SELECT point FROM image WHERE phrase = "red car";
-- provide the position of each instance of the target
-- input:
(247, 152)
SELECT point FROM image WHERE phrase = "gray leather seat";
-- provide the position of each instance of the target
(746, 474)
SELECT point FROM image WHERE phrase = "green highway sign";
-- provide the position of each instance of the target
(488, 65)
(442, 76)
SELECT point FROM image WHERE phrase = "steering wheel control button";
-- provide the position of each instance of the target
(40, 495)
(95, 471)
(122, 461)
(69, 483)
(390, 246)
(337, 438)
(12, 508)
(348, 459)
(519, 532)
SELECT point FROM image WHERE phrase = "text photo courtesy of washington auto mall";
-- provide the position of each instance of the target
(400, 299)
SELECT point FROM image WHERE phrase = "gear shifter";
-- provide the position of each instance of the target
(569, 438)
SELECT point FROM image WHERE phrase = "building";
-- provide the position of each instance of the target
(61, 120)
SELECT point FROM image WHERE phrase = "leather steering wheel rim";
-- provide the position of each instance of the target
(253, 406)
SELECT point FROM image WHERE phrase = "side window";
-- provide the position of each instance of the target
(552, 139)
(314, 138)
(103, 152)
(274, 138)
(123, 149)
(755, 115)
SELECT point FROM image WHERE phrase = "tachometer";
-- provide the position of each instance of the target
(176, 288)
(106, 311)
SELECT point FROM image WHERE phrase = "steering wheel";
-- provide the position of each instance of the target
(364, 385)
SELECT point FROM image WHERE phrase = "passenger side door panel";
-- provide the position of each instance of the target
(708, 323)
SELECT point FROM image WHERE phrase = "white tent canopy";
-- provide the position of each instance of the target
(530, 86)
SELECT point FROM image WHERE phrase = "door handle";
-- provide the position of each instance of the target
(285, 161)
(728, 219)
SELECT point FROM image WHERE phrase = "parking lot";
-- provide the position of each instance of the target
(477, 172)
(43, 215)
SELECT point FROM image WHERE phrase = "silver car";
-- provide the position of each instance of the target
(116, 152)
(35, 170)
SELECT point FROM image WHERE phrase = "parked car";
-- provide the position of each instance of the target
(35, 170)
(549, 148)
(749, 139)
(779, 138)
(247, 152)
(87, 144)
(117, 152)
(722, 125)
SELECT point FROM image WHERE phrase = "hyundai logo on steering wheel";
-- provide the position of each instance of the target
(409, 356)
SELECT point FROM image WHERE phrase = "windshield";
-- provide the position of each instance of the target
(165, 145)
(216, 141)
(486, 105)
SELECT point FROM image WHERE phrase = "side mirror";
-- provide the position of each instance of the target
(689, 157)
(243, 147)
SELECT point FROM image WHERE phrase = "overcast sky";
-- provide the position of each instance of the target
.....
▶ [PROMPT]
Look above for the line that holds "logo on steering", then copy it and each line after it exactly, through the last line of the data.

▶ [EXERCISE SOLUTION]
SELECT point FROM image WHERE phrase = "hyundai logo on steering wheel";
-- provide the position of each instance of the target
(409, 356)
SELECT point FROM image WHERE phrase = "windshield";
-- provide the position of each instance of the target
(165, 145)
(216, 141)
(486, 105)
SELECT point FROM image WHERE phrase = "side mirror";
-- provide the position of each instance of the target
(689, 157)
(243, 147)
SELECT point FROM image WHERE phrase = "overcast sky";
-- provide the position of each instance of the target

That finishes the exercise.